===== AVAILABLE RECORDS

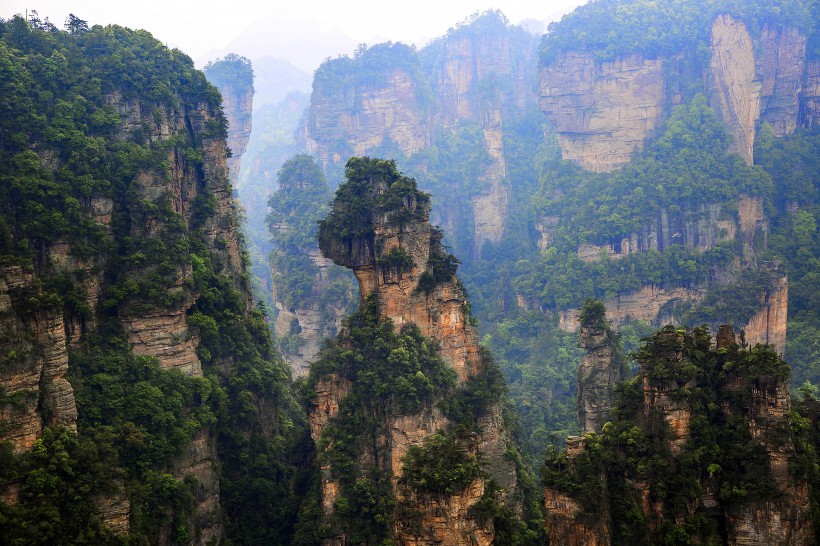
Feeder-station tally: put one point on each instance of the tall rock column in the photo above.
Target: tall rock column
(379, 228)
(603, 112)
(600, 370)
(233, 76)
(735, 87)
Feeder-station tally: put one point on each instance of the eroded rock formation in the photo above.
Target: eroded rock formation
(399, 260)
(603, 112)
(752, 401)
(598, 373)
(34, 392)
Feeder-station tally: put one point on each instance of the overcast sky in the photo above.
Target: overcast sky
(206, 28)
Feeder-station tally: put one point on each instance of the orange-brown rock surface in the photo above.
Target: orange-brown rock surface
(603, 112)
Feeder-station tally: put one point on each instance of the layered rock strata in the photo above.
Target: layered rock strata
(598, 374)
(603, 112)
(34, 392)
(667, 378)
(314, 320)
(440, 313)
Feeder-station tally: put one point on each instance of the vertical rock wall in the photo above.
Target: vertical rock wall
(33, 390)
(598, 374)
(603, 112)
(734, 85)
(441, 314)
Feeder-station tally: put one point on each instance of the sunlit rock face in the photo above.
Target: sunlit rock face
(440, 312)
(666, 399)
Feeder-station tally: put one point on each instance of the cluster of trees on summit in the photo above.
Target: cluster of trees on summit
(62, 144)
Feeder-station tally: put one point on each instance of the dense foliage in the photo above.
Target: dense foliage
(610, 29)
(720, 454)
(64, 148)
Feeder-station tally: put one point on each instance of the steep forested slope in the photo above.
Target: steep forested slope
(621, 161)
(140, 397)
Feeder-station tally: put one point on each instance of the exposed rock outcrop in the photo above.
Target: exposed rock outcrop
(598, 373)
(781, 66)
(810, 95)
(349, 116)
(734, 85)
(648, 304)
(754, 405)
(233, 76)
(603, 112)
(238, 106)
(34, 392)
(768, 326)
(421, 290)
(313, 320)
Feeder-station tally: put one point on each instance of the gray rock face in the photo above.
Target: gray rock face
(598, 374)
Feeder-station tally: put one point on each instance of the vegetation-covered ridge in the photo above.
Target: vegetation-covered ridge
(611, 29)
(113, 186)
(731, 402)
(230, 71)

==========

EXERCISE INSTRUCTIONS — Add 143 to each number in the point coordinates, then write out again every line from the one holding "ridge in the photo above." through the end of the entries, inclusive, with all other wording unchanged.

OUTPUT BELOW —
Feeder-station tally: put one point on each instance of the vegetation-covered ridge in the photo above.
Target: vegetation-covered ridge
(754, 172)
(256, 329)
(874, 545)
(373, 214)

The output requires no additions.